-- begin Rows --

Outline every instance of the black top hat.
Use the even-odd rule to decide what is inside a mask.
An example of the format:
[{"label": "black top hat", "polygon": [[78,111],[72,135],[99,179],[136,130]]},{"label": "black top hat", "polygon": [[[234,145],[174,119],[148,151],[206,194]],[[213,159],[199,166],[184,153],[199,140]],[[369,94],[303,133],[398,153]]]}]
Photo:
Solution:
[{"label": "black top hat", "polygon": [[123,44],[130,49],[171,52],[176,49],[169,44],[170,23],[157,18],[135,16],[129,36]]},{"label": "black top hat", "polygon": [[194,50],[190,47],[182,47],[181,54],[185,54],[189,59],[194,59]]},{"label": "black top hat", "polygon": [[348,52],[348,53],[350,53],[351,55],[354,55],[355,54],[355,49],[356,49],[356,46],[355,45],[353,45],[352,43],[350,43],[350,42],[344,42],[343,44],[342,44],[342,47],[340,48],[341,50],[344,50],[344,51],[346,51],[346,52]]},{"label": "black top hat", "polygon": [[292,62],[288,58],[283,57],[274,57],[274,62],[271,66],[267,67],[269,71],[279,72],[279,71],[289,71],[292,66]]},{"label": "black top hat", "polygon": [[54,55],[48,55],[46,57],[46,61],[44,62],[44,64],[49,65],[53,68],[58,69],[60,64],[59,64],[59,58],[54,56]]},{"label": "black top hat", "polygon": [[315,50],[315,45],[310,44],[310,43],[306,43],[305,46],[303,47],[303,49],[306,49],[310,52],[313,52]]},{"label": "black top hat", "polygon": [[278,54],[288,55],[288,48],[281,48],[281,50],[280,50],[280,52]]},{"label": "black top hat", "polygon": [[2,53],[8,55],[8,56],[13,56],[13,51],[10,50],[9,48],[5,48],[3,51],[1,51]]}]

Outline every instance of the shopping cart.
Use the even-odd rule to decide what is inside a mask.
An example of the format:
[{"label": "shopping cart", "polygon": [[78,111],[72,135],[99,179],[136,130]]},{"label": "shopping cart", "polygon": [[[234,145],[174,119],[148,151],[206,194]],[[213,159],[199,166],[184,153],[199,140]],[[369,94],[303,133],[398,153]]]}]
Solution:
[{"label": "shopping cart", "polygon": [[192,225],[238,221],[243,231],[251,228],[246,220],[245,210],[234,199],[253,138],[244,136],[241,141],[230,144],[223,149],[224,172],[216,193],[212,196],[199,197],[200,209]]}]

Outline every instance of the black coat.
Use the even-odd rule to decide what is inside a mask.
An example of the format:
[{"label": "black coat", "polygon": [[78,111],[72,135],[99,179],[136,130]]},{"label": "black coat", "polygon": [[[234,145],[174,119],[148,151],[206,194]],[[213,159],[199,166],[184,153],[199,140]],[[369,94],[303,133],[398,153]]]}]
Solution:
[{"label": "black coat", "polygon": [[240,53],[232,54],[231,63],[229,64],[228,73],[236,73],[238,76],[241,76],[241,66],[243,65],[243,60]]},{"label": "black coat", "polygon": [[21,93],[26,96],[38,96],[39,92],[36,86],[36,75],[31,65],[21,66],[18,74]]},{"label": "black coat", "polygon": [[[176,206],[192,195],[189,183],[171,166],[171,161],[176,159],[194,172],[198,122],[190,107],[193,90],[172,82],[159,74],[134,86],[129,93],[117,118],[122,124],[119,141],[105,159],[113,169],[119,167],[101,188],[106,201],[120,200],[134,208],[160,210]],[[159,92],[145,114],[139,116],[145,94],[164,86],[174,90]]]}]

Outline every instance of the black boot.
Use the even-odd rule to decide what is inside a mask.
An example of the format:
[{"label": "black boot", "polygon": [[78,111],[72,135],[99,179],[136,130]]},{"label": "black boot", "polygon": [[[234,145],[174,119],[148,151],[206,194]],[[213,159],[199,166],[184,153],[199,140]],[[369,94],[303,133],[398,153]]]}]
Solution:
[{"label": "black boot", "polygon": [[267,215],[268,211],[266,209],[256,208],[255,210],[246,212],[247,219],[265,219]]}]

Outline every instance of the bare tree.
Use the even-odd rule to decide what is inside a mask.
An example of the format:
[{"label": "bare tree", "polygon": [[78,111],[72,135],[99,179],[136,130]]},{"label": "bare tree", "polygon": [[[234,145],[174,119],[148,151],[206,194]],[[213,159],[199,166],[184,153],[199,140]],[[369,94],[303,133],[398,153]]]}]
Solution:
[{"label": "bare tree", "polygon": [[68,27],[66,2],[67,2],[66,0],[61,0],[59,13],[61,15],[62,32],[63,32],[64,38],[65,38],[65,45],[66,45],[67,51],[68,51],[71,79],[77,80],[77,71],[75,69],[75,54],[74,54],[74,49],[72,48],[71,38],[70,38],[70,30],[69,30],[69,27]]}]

-- end Rows --

◆ Task to carry out:
Exactly reproduce the material above.

◆ Result for this task:
Outline every instance of the black top hat.
Use the even-odd rule to decide what is inside a mask.
An example of the format:
[{"label": "black top hat", "polygon": [[78,111],[72,135],[99,179],[136,130]]},{"label": "black top hat", "polygon": [[[234,145],[174,119],[148,151],[206,194]],[[213,159],[199,166],[184,153],[199,140]],[[369,94],[303,133],[398,153]]]}]
Photo:
Solution:
[{"label": "black top hat", "polygon": [[123,44],[130,49],[171,52],[176,49],[169,44],[170,23],[157,18],[135,16],[129,36]]},{"label": "black top hat", "polygon": [[194,50],[190,47],[182,47],[181,54],[185,54],[189,59],[194,59]]},{"label": "black top hat", "polygon": [[348,52],[348,53],[350,53],[351,55],[354,55],[355,54],[355,49],[356,49],[356,46],[355,45],[353,45],[352,43],[350,43],[350,42],[344,42],[343,44],[342,44],[342,47],[340,48],[341,50],[344,50],[344,51],[346,51],[346,52]]},{"label": "black top hat", "polygon": [[292,62],[288,58],[283,57],[274,57],[274,62],[271,66],[267,67],[269,71],[279,72],[279,71],[289,71],[292,66]]},{"label": "black top hat", "polygon": [[54,55],[48,55],[46,57],[46,61],[44,62],[44,64],[49,65],[53,68],[58,69],[60,64],[59,64],[59,58],[54,56]]},{"label": "black top hat", "polygon": [[315,50],[315,45],[310,44],[310,43],[306,43],[305,46],[303,47],[303,49],[306,49],[310,52],[313,52]]},{"label": "black top hat", "polygon": [[278,54],[288,55],[288,48],[281,48],[281,50],[280,50],[280,52]]},{"label": "black top hat", "polygon": [[2,53],[8,55],[8,56],[13,56],[13,51],[10,50],[9,48],[5,48],[3,51],[1,51]]}]

Outline every instance of the shopping cart.
Use the even-odd rule to decide what is inside a mask.
An example of the format:
[{"label": "shopping cart", "polygon": [[78,111],[72,135],[99,179],[136,130]]},{"label": "shopping cart", "polygon": [[[234,145],[174,119],[148,151],[206,194]],[[213,159],[199,166],[184,153],[199,140]],[[369,94],[303,133],[398,153]]]}]
Solution:
[{"label": "shopping cart", "polygon": [[192,225],[238,221],[243,231],[251,228],[246,220],[245,210],[234,199],[253,138],[244,136],[241,141],[230,144],[223,149],[224,172],[216,193],[212,196],[199,197],[200,209]]}]

Outline every instance of the black coat.
Use the even-odd rule to decide what is inside a mask.
An example of the format:
[{"label": "black coat", "polygon": [[78,111],[72,135],[99,179],[136,130]]},{"label": "black coat", "polygon": [[[234,145],[174,119],[148,151],[206,194]],[[213,159],[199,166],[184,153],[199,140]],[[369,94],[303,133],[398,153]]]}]
Solution:
[{"label": "black coat", "polygon": [[240,53],[232,54],[231,63],[229,64],[228,73],[236,73],[238,76],[241,76],[241,66],[243,65],[243,60]]},{"label": "black coat", "polygon": [[21,93],[26,96],[38,96],[39,92],[36,86],[36,75],[31,65],[21,66],[18,74]]},{"label": "black coat", "polygon": [[[176,206],[192,195],[189,183],[171,166],[171,161],[176,159],[194,172],[198,122],[190,107],[193,90],[172,82],[159,74],[134,86],[129,93],[117,118],[122,124],[119,141],[105,159],[113,169],[119,167],[101,188],[106,201],[120,200],[134,208],[160,210]],[[159,92],[145,114],[139,116],[145,94],[164,86],[174,90]]]}]

Outline every instance of the black boot.
Use the even-odd rule to decide what is inside a mask.
An example of the format:
[{"label": "black boot", "polygon": [[78,111],[72,135],[99,179],[136,130]]},{"label": "black boot", "polygon": [[[234,145],[174,119],[148,151],[206,194]],[[213,159],[199,166],[184,153],[199,140]],[[369,94],[303,133],[398,153]]]}]
Solution:
[{"label": "black boot", "polygon": [[267,215],[268,211],[266,209],[256,208],[255,210],[246,212],[247,219],[265,219]]}]

Outline every instance of the bare tree.
Use the even-odd rule to decide what is inside a mask.
An example of the format:
[{"label": "bare tree", "polygon": [[78,111],[72,135],[99,179],[136,130]]},{"label": "bare tree", "polygon": [[[234,145],[174,119],[148,151],[206,194]],[[213,159],[199,166],[184,153],[199,140]],[[369,94],[303,133],[398,153]]]}]
Solution:
[{"label": "bare tree", "polygon": [[68,27],[66,2],[67,2],[66,0],[61,0],[59,13],[61,15],[62,32],[63,32],[64,38],[65,38],[65,45],[66,45],[67,51],[68,51],[71,79],[77,80],[77,71],[75,69],[75,54],[74,54],[74,49],[72,48],[71,38],[70,38],[70,30],[69,30],[69,27]]}]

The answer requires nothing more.